* [Problem to solve]
Format the lines of the records from the one containing "of the tree" through the one containing "Target: tree canopy", inclusive, as a Markdown table with columns named Row and Text. Number each line in Row, put its words in Text, and leave out blank lines.

--- start of Given data ---

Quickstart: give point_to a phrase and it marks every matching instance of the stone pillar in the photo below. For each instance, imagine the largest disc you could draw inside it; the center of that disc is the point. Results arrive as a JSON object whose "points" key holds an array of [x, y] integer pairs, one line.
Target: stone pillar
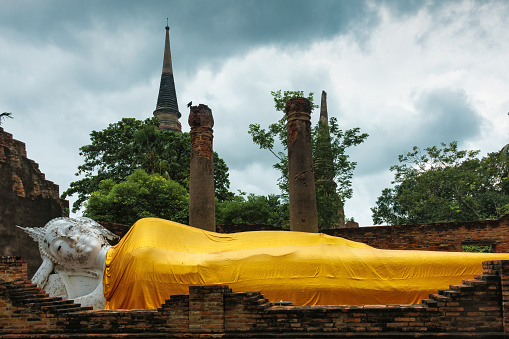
{"points": [[202, 212], [301, 179]]}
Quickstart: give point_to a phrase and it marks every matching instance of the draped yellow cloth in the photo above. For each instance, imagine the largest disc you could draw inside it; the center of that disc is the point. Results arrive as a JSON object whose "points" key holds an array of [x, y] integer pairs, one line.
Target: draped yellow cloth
{"points": [[158, 258]]}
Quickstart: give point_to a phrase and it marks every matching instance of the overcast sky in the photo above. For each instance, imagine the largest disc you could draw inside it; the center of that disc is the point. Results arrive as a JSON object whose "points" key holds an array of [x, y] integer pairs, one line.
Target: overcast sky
{"points": [[406, 72]]}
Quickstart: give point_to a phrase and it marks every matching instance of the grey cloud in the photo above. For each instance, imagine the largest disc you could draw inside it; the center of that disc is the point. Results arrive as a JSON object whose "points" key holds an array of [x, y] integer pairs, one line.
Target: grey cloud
{"points": [[445, 115], [442, 115]]}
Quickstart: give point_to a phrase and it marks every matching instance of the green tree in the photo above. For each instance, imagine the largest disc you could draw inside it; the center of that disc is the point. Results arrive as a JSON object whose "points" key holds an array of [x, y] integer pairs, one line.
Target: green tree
{"points": [[5, 115], [333, 169], [141, 195], [116, 151], [253, 209], [444, 184]]}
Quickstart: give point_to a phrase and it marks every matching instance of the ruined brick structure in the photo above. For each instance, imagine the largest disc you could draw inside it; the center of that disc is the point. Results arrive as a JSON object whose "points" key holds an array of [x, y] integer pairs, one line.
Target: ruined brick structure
{"points": [[477, 308], [201, 181], [26, 199], [445, 236], [301, 180]]}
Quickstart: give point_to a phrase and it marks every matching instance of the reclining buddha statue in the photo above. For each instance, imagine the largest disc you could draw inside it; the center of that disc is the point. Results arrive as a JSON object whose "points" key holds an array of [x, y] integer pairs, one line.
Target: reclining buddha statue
{"points": [[158, 258]]}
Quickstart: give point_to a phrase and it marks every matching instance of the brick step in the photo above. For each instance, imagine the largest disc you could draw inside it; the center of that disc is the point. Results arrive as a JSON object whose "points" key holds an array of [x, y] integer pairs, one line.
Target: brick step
{"points": [[475, 282], [462, 288], [35, 298], [59, 307], [21, 284], [59, 301], [78, 309], [21, 290], [439, 297], [429, 303]]}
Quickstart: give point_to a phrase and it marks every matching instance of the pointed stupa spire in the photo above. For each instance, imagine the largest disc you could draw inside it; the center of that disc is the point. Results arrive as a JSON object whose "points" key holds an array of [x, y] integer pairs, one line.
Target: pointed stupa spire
{"points": [[324, 116], [167, 109]]}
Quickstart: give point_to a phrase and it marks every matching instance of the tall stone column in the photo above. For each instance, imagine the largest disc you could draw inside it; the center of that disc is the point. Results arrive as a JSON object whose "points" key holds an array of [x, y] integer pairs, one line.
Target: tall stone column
{"points": [[202, 212], [301, 179]]}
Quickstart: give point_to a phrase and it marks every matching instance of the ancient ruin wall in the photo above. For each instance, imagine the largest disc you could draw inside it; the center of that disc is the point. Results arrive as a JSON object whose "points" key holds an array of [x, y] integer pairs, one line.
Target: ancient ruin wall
{"points": [[447, 236], [26, 199], [478, 308]]}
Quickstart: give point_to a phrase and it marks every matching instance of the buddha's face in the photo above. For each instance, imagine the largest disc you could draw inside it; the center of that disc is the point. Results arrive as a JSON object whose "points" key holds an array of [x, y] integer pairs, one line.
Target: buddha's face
{"points": [[71, 245]]}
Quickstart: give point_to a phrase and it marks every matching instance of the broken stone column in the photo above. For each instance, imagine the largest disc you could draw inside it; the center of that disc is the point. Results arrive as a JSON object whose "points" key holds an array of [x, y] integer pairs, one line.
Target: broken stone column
{"points": [[301, 179], [202, 212]]}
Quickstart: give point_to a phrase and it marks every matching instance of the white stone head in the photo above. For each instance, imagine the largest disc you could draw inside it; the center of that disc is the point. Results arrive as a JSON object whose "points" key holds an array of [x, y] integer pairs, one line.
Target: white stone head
{"points": [[68, 244]]}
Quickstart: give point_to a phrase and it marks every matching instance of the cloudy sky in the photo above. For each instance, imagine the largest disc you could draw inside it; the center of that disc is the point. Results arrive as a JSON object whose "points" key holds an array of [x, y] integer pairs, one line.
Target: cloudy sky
{"points": [[406, 72]]}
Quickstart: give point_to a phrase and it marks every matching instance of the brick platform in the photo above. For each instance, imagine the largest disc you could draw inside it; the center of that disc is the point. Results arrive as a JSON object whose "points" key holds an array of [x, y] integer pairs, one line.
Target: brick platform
{"points": [[478, 308]]}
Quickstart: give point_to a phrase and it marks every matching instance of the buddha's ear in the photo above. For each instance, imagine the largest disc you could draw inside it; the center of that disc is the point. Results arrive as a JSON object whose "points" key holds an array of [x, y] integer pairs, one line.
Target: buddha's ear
{"points": [[37, 233], [104, 232], [40, 277], [108, 234]]}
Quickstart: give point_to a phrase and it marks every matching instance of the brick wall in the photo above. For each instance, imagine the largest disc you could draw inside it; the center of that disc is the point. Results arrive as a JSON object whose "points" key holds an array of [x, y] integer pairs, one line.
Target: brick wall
{"points": [[478, 308], [447, 236], [26, 199]]}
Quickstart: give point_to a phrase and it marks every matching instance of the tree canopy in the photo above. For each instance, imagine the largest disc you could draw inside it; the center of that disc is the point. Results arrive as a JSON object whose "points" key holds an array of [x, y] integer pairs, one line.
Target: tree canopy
{"points": [[116, 151], [139, 196], [445, 184], [253, 209], [333, 169]]}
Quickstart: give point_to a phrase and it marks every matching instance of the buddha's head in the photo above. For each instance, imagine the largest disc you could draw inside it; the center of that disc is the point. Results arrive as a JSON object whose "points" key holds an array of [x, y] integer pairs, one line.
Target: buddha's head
{"points": [[68, 244]]}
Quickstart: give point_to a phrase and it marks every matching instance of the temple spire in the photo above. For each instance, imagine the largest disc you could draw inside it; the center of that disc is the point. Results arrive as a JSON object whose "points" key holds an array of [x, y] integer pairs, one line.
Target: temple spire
{"points": [[167, 110], [324, 116]]}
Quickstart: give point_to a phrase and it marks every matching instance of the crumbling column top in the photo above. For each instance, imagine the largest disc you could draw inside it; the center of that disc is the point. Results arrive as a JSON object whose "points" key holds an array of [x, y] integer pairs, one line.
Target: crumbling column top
{"points": [[201, 116], [298, 105]]}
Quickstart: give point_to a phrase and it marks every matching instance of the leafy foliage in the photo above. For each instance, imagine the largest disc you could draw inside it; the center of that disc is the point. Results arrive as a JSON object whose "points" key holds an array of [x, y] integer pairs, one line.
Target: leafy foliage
{"points": [[445, 184], [253, 209], [141, 195], [122, 147], [333, 169]]}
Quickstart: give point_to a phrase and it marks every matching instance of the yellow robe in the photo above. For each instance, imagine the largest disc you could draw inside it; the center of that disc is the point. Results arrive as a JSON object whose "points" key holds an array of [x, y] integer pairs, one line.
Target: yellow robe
{"points": [[158, 258]]}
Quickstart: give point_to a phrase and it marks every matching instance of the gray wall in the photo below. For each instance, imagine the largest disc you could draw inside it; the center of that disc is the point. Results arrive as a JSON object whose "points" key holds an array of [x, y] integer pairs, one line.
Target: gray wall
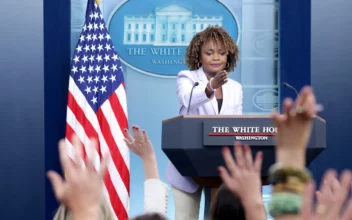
{"points": [[22, 110], [331, 64]]}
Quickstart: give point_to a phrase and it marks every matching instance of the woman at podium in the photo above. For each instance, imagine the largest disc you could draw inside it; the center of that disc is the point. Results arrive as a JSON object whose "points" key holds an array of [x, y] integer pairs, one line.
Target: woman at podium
{"points": [[204, 89]]}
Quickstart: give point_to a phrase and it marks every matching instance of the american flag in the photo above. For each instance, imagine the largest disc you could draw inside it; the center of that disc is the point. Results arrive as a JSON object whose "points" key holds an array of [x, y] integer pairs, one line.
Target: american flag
{"points": [[97, 105]]}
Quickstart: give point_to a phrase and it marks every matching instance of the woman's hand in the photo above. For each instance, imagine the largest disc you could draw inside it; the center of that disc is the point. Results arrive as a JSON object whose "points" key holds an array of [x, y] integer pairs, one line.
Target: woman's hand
{"points": [[219, 79]]}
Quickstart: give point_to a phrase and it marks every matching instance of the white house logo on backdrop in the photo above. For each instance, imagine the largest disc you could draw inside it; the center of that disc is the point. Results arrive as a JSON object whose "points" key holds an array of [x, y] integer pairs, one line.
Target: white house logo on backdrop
{"points": [[154, 40]]}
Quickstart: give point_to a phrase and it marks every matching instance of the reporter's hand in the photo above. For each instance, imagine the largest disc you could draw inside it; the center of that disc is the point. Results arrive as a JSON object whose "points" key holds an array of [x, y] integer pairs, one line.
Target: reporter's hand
{"points": [[219, 79], [140, 144], [82, 191], [330, 199], [294, 127], [143, 147]]}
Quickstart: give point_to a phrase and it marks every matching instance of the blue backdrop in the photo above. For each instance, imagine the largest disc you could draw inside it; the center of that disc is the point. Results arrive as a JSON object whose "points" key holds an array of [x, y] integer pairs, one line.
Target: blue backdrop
{"points": [[33, 113]]}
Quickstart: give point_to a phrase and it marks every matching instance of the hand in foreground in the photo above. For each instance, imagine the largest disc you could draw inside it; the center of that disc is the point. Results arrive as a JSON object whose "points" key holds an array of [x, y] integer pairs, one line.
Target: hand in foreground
{"points": [[143, 147], [330, 199], [243, 177], [141, 144], [82, 191], [294, 127], [219, 79]]}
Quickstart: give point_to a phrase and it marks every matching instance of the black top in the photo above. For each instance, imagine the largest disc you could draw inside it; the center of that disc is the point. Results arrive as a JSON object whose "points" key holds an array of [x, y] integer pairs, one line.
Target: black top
{"points": [[219, 104]]}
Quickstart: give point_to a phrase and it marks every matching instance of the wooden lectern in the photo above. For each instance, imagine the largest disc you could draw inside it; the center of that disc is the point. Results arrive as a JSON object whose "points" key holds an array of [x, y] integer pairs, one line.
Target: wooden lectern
{"points": [[193, 144]]}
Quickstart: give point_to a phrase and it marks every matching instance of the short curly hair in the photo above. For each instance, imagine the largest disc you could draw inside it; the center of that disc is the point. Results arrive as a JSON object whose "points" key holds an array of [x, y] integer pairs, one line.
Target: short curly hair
{"points": [[218, 35]]}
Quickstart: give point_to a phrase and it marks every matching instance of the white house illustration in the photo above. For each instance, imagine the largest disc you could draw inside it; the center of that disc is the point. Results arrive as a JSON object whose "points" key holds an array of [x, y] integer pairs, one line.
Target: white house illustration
{"points": [[171, 25]]}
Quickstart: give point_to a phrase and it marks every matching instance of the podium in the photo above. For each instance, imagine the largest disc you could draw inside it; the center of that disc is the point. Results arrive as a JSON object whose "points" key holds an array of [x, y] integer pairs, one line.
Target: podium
{"points": [[193, 143]]}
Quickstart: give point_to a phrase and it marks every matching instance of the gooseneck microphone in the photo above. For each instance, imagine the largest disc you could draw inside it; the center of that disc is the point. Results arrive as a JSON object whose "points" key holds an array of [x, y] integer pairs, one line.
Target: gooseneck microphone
{"points": [[190, 98]]}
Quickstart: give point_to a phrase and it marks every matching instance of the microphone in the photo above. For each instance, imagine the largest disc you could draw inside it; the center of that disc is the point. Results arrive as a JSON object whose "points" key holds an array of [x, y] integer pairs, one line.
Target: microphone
{"points": [[190, 98], [291, 87]]}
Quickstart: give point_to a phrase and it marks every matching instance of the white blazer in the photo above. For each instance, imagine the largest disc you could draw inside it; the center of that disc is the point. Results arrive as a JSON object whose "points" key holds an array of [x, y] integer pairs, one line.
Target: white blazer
{"points": [[200, 103]]}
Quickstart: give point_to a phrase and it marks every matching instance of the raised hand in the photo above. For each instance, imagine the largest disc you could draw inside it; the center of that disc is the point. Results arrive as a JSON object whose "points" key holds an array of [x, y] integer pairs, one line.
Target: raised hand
{"points": [[140, 144], [82, 191], [243, 178], [330, 199], [143, 147], [294, 128]]}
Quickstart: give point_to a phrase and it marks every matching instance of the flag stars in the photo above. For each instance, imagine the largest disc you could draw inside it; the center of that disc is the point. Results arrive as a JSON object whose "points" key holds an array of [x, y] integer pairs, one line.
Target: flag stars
{"points": [[81, 79], [90, 79], [94, 100], [79, 48], [74, 69], [95, 26], [76, 59], [90, 26], [104, 79], [114, 67], [96, 15], [115, 57], [83, 69], [95, 90], [99, 58], [100, 47], [106, 68], [92, 58], [90, 69], [103, 89], [91, 16], [106, 58], [94, 37], [85, 58], [87, 90], [112, 78], [96, 79], [89, 37], [107, 47], [101, 26], [101, 37], [97, 68], [86, 48]]}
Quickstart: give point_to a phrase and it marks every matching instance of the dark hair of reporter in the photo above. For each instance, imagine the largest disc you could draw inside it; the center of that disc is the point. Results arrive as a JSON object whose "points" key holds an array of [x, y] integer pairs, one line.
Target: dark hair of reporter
{"points": [[227, 206], [150, 216]]}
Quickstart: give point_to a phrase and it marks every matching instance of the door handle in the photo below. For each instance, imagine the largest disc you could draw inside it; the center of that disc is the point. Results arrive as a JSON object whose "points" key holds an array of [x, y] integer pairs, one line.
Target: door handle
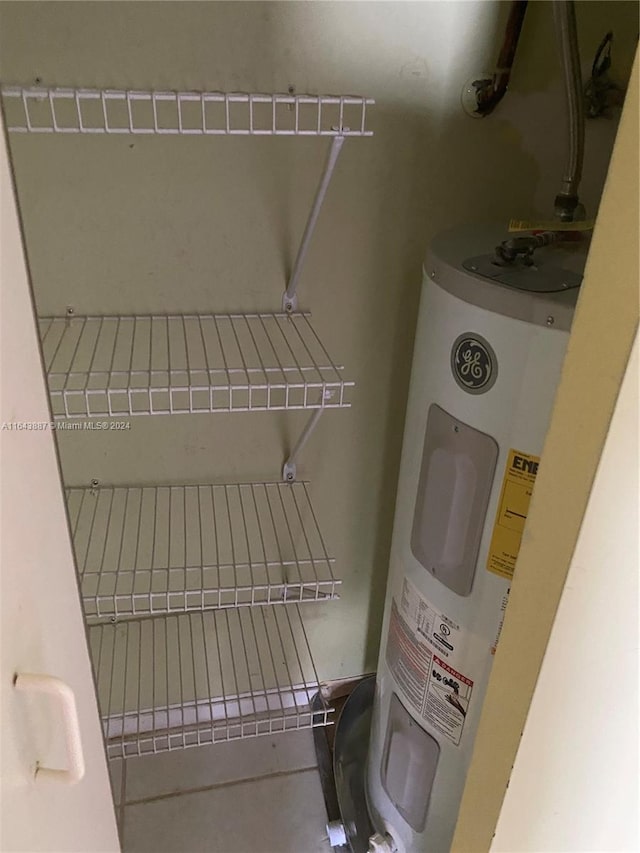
{"points": [[30, 683]]}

--- end of Given data ---

* [Written reply]
| Row | Text |
|---|---|
| 1 | Quickstart: give point_to a phrase and it marks every matching instance of the tree canopy in the photo above. For each instance, imagine the largest disc you could draw inside it; the center of that disc is the point. Results arrive as a JSON object whose "points" key holds an array of [x, y] integer pairs, one line. |
| 2 | Target: tree canopy |